* [EXTRAIT DU DOCUMENT]
Terra eco : Pourquoi lancer une telle action maintenant ?

Pierre Larrouturou : Parce qu’il y a urgence. En avril, la France comptait 40 000 nouveaux chômeurs. Le même mois, on estime qu’ils étaient environ 80 000 à avoir été radiés des listes de pôle emploi. Régulièrement, on nous annonce que la crise est finie, pourtant près de 10 millions de français vivent sous le seuil de pauvreté. Le mot crise est d’ailleurs mal choisi, il suppose, après de grands bouleversements, un retour à la situation antérieure. Or, ce n’est plus possible, on a atteint un point de non-retour. Depuis sa création en 2012, le collectif Roosevelt propose des idées concrètes pour changer de modèle. En vain. Nous avons été reçus 15 fois à l’Élysée, 8 fois à Matignon, sans qu’aucune discussion ne soit suivie d’effets. La conférence sociale qui se termine aujourd’hui représente pour nous une nouvelle occasion de faire entendre nos propositions.

Pourtant vous n’y participez pas...

* [ENREGISTREMENTS CONSERVÉS]
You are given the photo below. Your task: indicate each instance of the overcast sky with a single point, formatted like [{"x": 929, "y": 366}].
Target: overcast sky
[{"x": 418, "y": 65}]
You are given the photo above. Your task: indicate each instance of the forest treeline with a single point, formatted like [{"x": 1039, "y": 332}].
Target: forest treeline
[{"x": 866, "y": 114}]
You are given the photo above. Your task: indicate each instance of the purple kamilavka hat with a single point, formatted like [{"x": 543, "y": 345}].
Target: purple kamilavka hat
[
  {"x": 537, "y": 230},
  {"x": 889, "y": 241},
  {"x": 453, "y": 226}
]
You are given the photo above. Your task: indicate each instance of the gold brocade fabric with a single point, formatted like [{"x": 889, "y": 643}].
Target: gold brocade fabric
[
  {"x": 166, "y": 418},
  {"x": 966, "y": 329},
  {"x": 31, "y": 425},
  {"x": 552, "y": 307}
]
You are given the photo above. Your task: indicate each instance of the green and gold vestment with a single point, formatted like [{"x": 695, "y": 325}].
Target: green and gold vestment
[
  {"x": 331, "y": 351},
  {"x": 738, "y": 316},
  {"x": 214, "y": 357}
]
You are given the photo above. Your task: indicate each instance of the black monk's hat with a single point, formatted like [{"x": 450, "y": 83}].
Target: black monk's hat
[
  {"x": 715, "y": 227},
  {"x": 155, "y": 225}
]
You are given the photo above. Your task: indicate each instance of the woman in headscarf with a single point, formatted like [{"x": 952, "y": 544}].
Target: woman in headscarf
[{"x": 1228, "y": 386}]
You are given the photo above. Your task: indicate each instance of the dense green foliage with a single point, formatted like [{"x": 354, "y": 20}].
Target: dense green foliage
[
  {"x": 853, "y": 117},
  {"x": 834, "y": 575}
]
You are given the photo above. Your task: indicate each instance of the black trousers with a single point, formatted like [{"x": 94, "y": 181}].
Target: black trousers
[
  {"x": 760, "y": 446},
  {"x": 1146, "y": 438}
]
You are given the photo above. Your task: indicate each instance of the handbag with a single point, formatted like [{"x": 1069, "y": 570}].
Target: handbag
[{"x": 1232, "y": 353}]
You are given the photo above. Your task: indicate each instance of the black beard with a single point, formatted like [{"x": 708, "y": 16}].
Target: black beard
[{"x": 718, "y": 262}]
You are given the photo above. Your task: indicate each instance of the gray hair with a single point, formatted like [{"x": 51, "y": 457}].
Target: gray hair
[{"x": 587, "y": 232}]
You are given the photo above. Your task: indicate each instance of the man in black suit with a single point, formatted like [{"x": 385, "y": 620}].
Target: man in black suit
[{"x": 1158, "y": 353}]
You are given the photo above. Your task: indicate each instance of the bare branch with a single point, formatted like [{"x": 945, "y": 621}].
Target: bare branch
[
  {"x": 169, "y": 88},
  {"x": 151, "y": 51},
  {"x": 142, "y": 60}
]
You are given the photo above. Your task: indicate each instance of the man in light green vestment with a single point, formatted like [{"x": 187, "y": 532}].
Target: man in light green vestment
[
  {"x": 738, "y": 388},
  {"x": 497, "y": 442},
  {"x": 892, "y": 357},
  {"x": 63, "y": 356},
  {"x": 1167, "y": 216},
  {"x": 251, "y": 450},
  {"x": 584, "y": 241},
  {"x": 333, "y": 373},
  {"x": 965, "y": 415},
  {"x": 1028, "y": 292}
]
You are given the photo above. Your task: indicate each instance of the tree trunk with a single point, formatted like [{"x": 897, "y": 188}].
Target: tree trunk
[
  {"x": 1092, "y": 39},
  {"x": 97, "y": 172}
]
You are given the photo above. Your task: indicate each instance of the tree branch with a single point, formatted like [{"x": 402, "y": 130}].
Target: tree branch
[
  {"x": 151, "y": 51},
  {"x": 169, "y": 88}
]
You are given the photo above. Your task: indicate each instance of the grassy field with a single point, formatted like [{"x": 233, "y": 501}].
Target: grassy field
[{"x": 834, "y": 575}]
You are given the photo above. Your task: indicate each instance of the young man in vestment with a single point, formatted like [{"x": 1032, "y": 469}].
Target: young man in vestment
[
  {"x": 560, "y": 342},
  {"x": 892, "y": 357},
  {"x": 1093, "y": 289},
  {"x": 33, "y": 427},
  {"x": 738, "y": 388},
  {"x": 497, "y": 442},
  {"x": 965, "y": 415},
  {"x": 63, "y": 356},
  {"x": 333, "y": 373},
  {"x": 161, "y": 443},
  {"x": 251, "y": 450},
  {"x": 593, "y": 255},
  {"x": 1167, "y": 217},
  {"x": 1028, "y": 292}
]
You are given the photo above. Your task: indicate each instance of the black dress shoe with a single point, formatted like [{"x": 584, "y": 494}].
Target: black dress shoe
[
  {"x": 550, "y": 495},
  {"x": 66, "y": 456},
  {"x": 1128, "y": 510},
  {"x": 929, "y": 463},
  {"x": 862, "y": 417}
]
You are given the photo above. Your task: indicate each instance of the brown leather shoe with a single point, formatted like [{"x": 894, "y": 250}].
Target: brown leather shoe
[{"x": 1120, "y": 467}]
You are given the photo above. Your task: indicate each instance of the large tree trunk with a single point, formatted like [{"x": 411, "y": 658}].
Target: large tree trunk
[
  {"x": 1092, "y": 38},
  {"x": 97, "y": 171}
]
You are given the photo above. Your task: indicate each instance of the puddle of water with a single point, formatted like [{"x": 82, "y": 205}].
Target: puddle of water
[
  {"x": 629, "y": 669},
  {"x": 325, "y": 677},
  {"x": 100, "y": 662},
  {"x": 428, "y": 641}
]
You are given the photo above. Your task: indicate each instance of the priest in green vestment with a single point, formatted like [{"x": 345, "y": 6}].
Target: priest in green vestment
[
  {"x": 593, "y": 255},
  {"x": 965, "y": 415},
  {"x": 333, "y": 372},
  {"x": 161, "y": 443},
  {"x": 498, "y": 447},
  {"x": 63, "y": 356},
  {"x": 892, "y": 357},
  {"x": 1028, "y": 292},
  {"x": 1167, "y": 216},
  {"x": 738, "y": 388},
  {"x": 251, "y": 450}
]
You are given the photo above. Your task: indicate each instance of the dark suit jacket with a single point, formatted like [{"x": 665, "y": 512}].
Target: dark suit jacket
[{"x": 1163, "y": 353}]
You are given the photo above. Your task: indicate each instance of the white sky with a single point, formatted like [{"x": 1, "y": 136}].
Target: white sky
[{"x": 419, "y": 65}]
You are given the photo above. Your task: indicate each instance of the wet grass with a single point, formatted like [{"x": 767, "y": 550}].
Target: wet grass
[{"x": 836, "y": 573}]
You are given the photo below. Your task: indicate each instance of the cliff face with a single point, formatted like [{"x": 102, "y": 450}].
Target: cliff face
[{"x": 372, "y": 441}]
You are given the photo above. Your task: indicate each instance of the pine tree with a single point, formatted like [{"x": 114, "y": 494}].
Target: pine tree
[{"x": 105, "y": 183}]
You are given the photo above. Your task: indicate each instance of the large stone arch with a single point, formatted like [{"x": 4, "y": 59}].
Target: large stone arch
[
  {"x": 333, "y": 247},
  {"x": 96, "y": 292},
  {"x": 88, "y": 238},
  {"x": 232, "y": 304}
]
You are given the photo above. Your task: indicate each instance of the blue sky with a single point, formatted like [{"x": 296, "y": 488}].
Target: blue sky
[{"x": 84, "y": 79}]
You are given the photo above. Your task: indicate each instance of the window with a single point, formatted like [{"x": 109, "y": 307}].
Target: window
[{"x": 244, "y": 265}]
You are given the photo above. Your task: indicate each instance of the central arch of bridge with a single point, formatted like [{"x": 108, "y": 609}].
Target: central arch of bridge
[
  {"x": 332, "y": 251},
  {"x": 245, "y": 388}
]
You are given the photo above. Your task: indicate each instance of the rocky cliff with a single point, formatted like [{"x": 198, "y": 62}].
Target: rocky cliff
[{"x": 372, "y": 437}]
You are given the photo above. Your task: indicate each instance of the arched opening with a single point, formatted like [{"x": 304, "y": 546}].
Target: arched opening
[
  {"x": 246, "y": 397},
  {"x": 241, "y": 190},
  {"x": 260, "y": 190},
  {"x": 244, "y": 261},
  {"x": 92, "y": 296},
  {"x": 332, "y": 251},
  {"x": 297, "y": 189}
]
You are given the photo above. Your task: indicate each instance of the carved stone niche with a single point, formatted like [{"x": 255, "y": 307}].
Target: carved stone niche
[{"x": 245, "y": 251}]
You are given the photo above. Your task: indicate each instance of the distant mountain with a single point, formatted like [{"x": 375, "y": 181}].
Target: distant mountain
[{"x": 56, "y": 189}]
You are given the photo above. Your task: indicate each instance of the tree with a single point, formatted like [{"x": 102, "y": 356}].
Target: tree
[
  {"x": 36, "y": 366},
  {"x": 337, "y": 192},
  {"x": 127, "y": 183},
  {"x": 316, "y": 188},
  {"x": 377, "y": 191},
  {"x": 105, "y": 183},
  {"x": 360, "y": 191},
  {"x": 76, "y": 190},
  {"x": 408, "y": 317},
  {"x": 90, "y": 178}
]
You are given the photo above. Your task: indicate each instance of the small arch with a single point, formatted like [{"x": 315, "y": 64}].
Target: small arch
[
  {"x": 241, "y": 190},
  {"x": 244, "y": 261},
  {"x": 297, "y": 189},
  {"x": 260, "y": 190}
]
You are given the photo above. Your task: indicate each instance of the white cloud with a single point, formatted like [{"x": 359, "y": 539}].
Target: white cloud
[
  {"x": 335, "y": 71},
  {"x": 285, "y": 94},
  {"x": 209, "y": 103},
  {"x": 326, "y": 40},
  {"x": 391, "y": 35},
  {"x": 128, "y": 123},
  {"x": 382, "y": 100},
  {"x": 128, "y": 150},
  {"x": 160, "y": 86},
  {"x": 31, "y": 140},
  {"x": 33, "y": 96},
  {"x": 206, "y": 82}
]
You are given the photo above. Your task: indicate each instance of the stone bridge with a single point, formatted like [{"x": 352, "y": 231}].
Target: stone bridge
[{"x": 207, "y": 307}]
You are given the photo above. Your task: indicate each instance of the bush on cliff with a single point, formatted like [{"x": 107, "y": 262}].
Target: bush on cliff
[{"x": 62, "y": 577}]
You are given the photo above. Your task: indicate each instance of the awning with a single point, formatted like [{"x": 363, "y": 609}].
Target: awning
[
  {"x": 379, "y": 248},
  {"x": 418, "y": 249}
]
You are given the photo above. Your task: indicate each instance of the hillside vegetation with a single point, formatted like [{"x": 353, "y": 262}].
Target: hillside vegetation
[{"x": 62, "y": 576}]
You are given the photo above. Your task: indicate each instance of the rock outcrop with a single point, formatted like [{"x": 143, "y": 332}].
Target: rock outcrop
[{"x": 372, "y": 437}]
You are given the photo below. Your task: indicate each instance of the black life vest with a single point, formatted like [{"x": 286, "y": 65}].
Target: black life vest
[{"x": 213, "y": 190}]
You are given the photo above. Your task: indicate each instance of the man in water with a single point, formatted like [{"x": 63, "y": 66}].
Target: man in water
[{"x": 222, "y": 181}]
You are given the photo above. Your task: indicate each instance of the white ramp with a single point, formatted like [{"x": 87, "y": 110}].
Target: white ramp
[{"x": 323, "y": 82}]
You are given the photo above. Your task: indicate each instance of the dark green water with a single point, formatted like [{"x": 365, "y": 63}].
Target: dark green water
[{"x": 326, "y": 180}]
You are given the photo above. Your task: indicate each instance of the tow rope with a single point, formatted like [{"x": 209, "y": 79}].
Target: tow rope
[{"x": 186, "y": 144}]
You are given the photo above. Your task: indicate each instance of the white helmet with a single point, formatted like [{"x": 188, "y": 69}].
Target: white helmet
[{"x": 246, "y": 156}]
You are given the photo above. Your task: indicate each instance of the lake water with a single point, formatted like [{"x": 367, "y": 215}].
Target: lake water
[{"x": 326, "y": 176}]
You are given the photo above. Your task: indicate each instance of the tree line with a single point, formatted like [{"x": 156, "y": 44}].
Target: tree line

* [CONSIGNE DE L'EXERCICE]
Selon l'extrait du document, combien de fois le collectif Roosevelt a-t-il été reçu à l'Élysée ? Les enregistrements ne servent pas pour ce travail.

* [RÉSULTAT OBTENU]
15 fois.